### WHAT YOU NEED TO DO:
1) Copy from the article on biotech pipeline cuts, starting with "Thus is the" and going on through "diseases like CAD.".
2) Using the article on biotech pipeline cuts, answer yes or no to each statement and quote the words that decide it: (a) Annexon is ending development of ANX005 for warm autoimmune hemolytic anemia; (b) Annexon explicitly said it was ending development of ANX005 for cold agglutinin disease; (c) the phase 2 study treated ten patients with wAIHA.

*** READING TEXT Section Begins ***

Annexon, Liminal shrink pipelines to prioritize potential homerun candidates

A new year means new culls as the biotech industry continues to rightsize after a 2022 marked by sometimes glutenous clinical ambitions that couldn’t be financially maintained. 

Thus is the case for both Annexon and Liminal BioSciences, which are both adjusting ambitions early as they look to funnel cash toward the right assets. For Annexon, that means stopping clinical development of its top asset, ANX005, as a treatment for warm autoimmune hemolytic anemia (wAIHA). The company said Monday that there were mixed findings among five treated patients with wAIHA in a phase 2 signal-finding study and, as a result, the company is ending further development of that indication with ANX005. 

The same study was also assessing ANX005 as a treatment for cold agglutinin disease (CAD) and while Annexon did not explicitly say it was ending development for that condition as well, CAD is absent from ANX005’s indications in the company’s pipeline. Annexon says it plans to look at anti-C1q drug candidates, including ANX105, for the treatment of diseases like CAD.

*** READING TEXT Section Ends ***
*** GIVEN ENTRIES Section Begins ***

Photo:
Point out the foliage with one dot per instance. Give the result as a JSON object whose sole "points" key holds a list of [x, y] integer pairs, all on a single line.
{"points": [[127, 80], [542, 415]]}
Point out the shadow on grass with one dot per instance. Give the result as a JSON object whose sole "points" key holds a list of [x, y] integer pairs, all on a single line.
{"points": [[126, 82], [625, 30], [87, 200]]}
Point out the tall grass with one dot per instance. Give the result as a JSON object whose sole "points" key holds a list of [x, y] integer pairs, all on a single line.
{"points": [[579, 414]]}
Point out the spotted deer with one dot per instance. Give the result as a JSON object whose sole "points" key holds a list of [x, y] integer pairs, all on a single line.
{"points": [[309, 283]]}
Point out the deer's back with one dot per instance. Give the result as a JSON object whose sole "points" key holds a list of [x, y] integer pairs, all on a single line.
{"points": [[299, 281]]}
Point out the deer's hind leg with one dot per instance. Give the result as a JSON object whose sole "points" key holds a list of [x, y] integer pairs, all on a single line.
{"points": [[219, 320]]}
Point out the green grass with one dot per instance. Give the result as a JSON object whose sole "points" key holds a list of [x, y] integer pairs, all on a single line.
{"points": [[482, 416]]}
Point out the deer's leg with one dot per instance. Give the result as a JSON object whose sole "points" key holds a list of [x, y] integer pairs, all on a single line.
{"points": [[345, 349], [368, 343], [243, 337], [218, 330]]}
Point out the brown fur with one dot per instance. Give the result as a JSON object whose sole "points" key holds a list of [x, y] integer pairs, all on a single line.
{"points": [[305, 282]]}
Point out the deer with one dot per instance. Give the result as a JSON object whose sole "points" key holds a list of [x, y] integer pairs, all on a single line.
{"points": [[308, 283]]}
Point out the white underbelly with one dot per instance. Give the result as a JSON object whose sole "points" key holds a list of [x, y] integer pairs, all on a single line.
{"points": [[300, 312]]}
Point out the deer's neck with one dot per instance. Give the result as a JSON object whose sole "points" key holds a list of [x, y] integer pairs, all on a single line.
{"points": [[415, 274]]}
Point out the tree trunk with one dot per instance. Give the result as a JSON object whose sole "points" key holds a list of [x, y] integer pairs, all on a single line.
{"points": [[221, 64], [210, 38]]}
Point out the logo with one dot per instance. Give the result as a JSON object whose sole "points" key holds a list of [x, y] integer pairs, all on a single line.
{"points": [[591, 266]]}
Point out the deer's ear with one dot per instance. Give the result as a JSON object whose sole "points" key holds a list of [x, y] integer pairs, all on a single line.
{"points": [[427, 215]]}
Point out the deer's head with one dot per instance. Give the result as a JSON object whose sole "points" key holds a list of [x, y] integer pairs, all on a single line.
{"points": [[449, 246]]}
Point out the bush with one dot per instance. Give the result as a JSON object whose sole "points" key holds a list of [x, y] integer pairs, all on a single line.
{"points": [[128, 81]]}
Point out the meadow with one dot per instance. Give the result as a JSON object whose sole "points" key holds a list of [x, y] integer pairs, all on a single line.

*** GIVEN ENTRIES Section Ends ***

### SOLUTION SET:
1)
Thus is the case for both Annexon and Liminal BioSciences, which are both adjusting ambitions early as they look to funnel cash toward the right assets. For Annexon, that means stopping clinical development of its top asset, ANX005, as a treatment for warm autoimmune hemolytic anemia (wAIHA). The company said Monday that there were mixed findings among five treated patients with wAIHA in a phase 2 signal-finding study and, as a result, the company is ending further development of that indication with ANX005. 

The same study was also assessing ANX005 as a treatment for cold agglutinin disease (CAD) and while Annexon did not explicitly say it was ending development for that condition as well, CAD is absent from ANX005’s indications in the company’s pipeline. Annexon says it plans to look at anti-C1q drug candidates, including ANX105, for the treatment of diseases like CAD.

2)
(a) Yes: "the company is ending further development of that indication with ANX005."
(b) No: "Annexon did not explicitly say it was ending development for that condition as well."
(c) No: "there were mixed findings among five treated patients with wAIHA."